▸ **DOCUMENT SECTION**
* * * * * * * * *

Germination. Optimal temperature for germination is 22-25 degrees Celsius. After the initial watering under mist, trays should be kept evenly moist but not saturated with water, and humidity should be 85%. Germination occurs in 7-14 days. Light levels can be at ambient greenhouse levels throughout the germination and growing on stages. If a germination chamber is used, light is not required to promote germination, but enough light is needed to prevent seedlings from stretching until the trays are moved to the greenhouse.

Seedling establishment. As seedlings become established, reduce the temperature to 18-22 degrees Celsius, and humidity to 70-75%, and ensure ventilation is adequate to prevent damping off. Half strength feedings (50-75 ppm nitrogen) can be applied after seedlings are established. It takes 4-6 weeks for plugs to reach transplanting size.

Growing On

Greek oregano takes 10-12 weeks from seed to plug to finished 4 inch pots. Direct sowing in packs and in 3 or 3-1/2 inch pots takes 8-10 weeks to get marketable product from seed. The precise timing of the crop is not critical because flowering is not required or even desired. The objective is to produce plants with compact masses of well-formed leaves.

Transplanting. Plugs should be transplanted at the 4-6 week stage when seedlings have at least 4 pairs of true leaves. Avoid allowing plugs from getting root bound which would delay growth; however, if crop timing is off even root bound plugs will grow on well to produce a marketable crop.

Potting soil. Like most herbs of Mediterranean origin, greek oregano requires good drainage. Peat-based soils require perlite (20%) to ensure adequate drainage. Some growers are using custom compost-based mixes with sand and perlite for the “organically-grown” market.

Temperature, humidity and lighting. For active growth, the minimum nightime temperature is 8 degrees Celsius and 15 degrees during the daytime. Daytime temperatures over 30 degrees Celsius will slow growth. A regime of 18-22 C daytime and 15-18 C nightime will produce sturdy, compact plants. Humidity should not exceed 75%, and exposure should be full direct sun. Supplementary lighting is not required except in far northern areas where the day length is less than 10 hours.

Watering. Like many Mediterranean herbs, oreganos prefer conditions somewhat on the dry side. Overwatering will stunt growth and cause root rot.

* * * * * * * * *

▸ **DATASET ENTRIES**
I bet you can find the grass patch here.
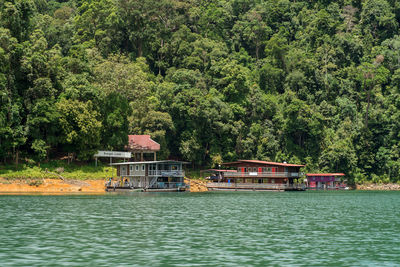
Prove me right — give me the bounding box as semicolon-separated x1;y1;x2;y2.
0;161;116;180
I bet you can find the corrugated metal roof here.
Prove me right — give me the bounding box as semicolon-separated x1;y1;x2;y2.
110;160;190;165
206;169;237;172
306;173;345;176
128;134;160;151
222;159;305;167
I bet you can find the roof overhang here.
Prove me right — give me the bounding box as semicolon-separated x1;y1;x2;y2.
222;159;305;168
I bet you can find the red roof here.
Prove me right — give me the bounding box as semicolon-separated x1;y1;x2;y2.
222;159;305;167
128;134;160;151
306;173;344;176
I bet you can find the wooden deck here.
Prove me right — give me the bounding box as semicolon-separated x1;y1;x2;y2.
207;183;306;191
106;186;188;192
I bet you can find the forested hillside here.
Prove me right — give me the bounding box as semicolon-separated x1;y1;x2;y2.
0;0;400;182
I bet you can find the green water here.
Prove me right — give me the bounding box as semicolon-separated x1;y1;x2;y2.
0;191;400;266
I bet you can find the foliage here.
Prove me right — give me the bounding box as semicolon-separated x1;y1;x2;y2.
0;0;400;182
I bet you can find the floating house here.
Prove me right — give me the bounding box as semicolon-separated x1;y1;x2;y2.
106;160;188;192
306;173;348;190
207;160;306;191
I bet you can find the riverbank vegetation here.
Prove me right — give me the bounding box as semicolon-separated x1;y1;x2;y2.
0;0;400;183
0;161;116;181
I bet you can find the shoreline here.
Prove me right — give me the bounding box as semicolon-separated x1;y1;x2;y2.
0;177;400;195
0;178;105;194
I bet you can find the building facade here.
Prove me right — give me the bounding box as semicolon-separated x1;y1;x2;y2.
107;160;187;191
207;160;305;190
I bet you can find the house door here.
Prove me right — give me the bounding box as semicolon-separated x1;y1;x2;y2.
121;166;126;176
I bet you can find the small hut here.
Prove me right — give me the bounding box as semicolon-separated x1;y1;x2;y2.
126;135;160;161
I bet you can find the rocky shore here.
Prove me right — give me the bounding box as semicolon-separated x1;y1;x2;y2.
0;178;105;194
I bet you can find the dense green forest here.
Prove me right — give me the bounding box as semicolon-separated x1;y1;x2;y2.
0;0;400;182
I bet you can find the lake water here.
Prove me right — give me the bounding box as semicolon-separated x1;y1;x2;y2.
0;191;400;266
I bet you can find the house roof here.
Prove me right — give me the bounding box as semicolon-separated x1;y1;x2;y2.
110;160;190;166
204;169;237;172
128;134;160;151
222;159;305;167
306;173;345;176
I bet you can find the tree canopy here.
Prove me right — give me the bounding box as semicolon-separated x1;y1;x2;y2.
0;0;400;182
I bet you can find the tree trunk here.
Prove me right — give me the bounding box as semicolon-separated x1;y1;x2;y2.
365;85;372;129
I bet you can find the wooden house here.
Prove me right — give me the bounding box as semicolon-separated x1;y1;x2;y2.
207;160;305;191
306;173;348;190
106;160;188;191
126;134;160;161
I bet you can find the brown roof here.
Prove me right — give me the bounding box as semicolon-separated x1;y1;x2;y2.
306;173;344;176
128;134;160;151
222;159;305;167
205;169;237;172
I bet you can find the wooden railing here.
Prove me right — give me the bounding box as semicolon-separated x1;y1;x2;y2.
207;183;306;190
148;170;185;177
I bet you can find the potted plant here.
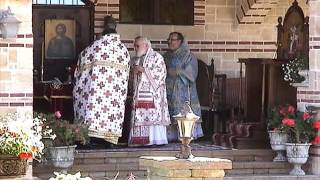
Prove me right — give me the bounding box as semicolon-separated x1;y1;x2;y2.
281;55;309;86
282;106;315;175
38;111;89;168
0;113;44;176
267;105;294;162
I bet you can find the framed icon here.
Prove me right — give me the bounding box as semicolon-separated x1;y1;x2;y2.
44;19;76;60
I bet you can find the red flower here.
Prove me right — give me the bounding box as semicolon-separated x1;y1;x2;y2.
313;120;320;129
311;135;320;144
303;112;311;120
288;105;295;113
279;107;286;116
282;118;296;127
19;152;32;159
54;111;62;119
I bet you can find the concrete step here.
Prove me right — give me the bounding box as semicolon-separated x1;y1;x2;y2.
226;161;291;175
224;174;320;180
33;149;304;180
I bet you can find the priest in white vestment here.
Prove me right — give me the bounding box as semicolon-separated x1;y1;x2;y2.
129;37;170;146
73;16;130;144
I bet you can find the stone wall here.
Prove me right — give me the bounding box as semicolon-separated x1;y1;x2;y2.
0;0;33;114
91;0;309;78
297;0;320;110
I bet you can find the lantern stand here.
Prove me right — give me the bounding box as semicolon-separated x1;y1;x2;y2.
173;101;200;159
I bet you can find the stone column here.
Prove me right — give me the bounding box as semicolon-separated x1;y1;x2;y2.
0;0;33;179
297;0;320;174
139;156;232;180
297;0;320;111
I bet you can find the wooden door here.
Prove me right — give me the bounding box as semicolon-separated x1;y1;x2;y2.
32;5;94;81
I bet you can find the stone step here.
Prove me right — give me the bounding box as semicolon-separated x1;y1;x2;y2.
33;149;291;180
224;174;320;180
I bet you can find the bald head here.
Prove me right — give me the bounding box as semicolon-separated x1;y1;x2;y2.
134;36;151;57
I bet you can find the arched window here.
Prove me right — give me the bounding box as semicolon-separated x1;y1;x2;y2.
32;0;85;5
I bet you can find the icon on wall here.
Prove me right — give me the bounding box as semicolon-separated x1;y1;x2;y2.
44;19;76;59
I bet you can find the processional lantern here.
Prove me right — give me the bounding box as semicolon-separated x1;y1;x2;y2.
0;7;21;39
173;101;200;159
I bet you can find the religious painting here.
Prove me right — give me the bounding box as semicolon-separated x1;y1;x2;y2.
44;19;76;60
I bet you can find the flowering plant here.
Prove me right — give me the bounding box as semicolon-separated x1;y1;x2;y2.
0;113;44;159
281;56;309;83
37;111;89;146
311;120;320;145
280;105;314;143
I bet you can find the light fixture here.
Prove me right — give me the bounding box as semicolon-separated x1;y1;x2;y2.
173;101;200;159
0;7;21;39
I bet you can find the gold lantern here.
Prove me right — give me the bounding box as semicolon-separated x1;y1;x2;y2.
173;102;200;159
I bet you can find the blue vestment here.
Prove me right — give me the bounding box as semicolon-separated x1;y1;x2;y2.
164;44;203;141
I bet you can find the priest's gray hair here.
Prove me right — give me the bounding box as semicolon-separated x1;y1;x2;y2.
134;36;151;48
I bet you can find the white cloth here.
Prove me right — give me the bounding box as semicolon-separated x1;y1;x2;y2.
73;34;130;144
129;48;170;145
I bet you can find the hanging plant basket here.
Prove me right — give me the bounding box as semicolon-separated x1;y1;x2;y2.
0;154;27;176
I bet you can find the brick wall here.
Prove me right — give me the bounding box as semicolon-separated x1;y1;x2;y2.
0;0;33;114
297;0;320;110
95;0;309;78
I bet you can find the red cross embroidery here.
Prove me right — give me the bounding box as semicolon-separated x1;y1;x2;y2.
91;74;98;81
102;41;109;46
116;70;122;77
107;76;113;83
111;47;116;54
111;99;119;107
117;56;124;63
82;92;89;100
76;87;82;94
93;46;101;53
108;114;115;122
98;81;105;89
101;106;109;113
99;67;107;74
97;96;102;104
101;53;109;60
88;103;94;110
89;88;97;96
113;84;120;92
99;120;107;128
78;102;83;109
94;112;100;119
88;54;94;62
104;90;112;98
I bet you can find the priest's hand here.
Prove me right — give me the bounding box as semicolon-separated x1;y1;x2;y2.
168;68;180;77
133;66;144;74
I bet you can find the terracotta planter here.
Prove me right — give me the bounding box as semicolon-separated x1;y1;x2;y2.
286;143;311;176
268;131;288;162
0;155;27;176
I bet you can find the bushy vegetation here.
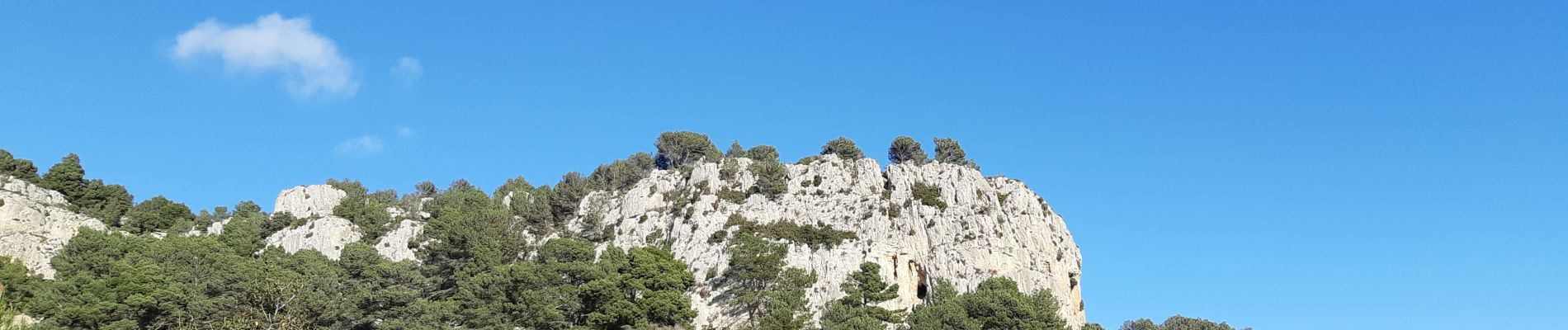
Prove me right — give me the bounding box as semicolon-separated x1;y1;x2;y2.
29;150;138;224
0;131;1231;330
932;138;977;167
1110;314;1251;330
822;262;903;330
0;148;38;183
822;136;866;161
751;153;789;199
909;277;1070;330
120;196;196;233
887;136;927;164
654;131;721;169
326;180;399;243
0;224;697;328
720;233;817;330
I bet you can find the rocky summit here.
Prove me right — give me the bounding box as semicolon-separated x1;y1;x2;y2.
0;140;1085;328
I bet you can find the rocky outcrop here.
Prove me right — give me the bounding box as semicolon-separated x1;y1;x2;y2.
571;155;1085;328
267;185;361;260
273;185;348;218
0;175;105;278
263;185;425;262
376;220;425;262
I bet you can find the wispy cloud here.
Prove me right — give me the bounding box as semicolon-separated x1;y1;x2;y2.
392;56;425;87
172;12;359;98
338;134;385;157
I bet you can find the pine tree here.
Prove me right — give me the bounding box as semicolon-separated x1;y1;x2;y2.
887;136;927;164
38;153;87;202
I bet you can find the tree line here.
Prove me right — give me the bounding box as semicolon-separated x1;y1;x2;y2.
0;131;1248;330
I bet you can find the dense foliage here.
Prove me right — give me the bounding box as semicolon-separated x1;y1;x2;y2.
932;138;975;167
822;136;866;161
654;131;721;169
0;131;1231;330
887;136;927;164
822;262;903;330
909;277;1068;330
1110;314;1251;330
0;148;38;183
720;233;817;330
0;224;697;328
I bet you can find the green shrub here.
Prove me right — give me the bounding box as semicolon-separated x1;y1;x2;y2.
822;136;866;161
718;158;740;182
887;136;927;164
718;187;746;203
725;139;746;158
654;131;721;169
746;145;779;163
751;161;789;199
932;138;974;166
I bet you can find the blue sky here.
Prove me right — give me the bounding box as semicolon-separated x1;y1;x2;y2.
0;2;1568;330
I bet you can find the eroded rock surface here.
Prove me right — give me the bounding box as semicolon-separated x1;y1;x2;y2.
573;155;1085;328
263;185;425;262
0;175;105;278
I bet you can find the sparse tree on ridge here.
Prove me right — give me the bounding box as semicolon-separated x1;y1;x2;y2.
887;136;927;164
822;136;866;161
654;131;721;169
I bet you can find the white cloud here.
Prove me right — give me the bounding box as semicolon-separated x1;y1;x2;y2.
172;12;359;98
338;134;385;157
392;56;425;87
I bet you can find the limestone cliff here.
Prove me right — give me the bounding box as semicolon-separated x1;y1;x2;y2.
0;175;103;278
265;185;425;262
0;155;1085;328
571;155;1085;328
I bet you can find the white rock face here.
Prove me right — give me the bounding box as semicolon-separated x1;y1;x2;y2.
263;185;425;262
0;175;105;278
267;216;359;260
267;185;361;260
573;155;1085;328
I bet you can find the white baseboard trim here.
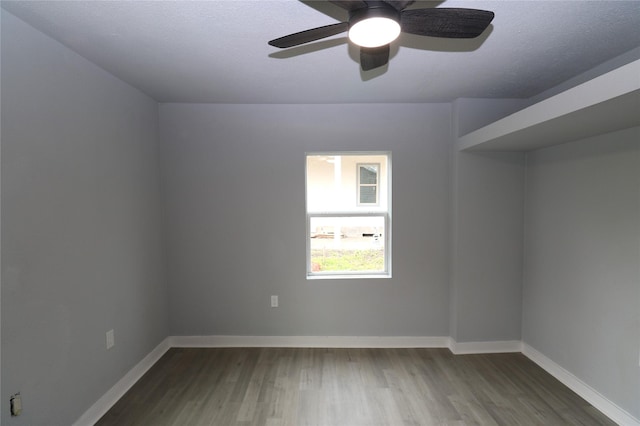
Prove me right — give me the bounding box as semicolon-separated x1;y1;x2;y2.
73;338;171;426
522;343;640;426
449;339;522;355
169;336;450;348
73;336;640;426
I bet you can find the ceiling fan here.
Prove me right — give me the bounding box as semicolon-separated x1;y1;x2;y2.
269;0;494;71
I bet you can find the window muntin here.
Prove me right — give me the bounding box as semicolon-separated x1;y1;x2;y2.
306;152;391;278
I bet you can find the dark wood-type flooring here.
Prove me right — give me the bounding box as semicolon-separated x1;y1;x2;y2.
97;348;615;426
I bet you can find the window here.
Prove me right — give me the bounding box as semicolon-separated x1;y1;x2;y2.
358;164;380;206
306;152;391;278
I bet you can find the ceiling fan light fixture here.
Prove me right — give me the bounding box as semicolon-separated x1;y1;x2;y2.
349;2;401;47
349;16;400;47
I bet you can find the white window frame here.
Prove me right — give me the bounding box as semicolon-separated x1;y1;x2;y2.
304;151;392;280
356;163;382;206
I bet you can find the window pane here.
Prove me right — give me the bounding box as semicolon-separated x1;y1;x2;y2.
310;216;385;273
360;164;378;185
306;153;390;214
360;186;378;204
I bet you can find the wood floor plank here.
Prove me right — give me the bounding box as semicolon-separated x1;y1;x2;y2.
97;348;614;426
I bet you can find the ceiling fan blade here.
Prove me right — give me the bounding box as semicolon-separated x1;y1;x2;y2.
329;0;367;12
400;8;494;38
360;44;390;71
385;0;416;11
269;22;349;49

* * * * * * * * *

▸ **REQUIRED ACTIONS**
A - In the greek oregano growing notes, how much perlite do peat-based soils require?
B - Please pick up the greek oregano growing notes after their last sentence and write what comes next.

▸ **RESULTS BY TASK**
A - Peat-based soils require 20% perlite to ensure adequate drainage.

B -
Fertilization. In peat-based potting soils, regular feedings should build from 50 to 100 ppm with a complete fertilizer. Compost-based mixes usually do not require supplemental feeding before sale.

Pests and diseases. Whiteflies, spider mites, aphids and thrips attack oregano. Because herbs are edible plants there are few available controls when outbreaks of pests occur. The first line of defense is close monitoring of pest populations. Thorough examination of the crop weekly with the aid of yellow and blue sticky traps will identify outbreaks at the earliest stages when contact pesticides such as Safer’s insecticidal soap are most effective. Relatively little-known products suitable for application on edible plants have been introduced in the past 5-10 years such as neem-based sprays (e.g. NeemAzad), fungus-based (e.g. Naturalis-O) and others which may be useful on herbs such as oregano although they are usually slower acting than contact sprays and may not provide effective control on a fast crop like oregano. Beneficials such as whitefly parasites and mite predators are not effective on fast crops such as oregano. Thorough spot spraying with contact sprays at the earliest stages of pest infestation has given the best results. Mildew occurs when temperatures are low, air circulation is poor, and water is allowed to remain on leaves at night; but with care mildew is rarely a problem.

With the right variety, oregano can be a profitable crop that is fast and easy. Most experienced growers should be able to produce a nice crop of oregano plants in their first try.

Conrad Richter is Vice-President of Richters Herbs, Goodwood, Ontario, Canada.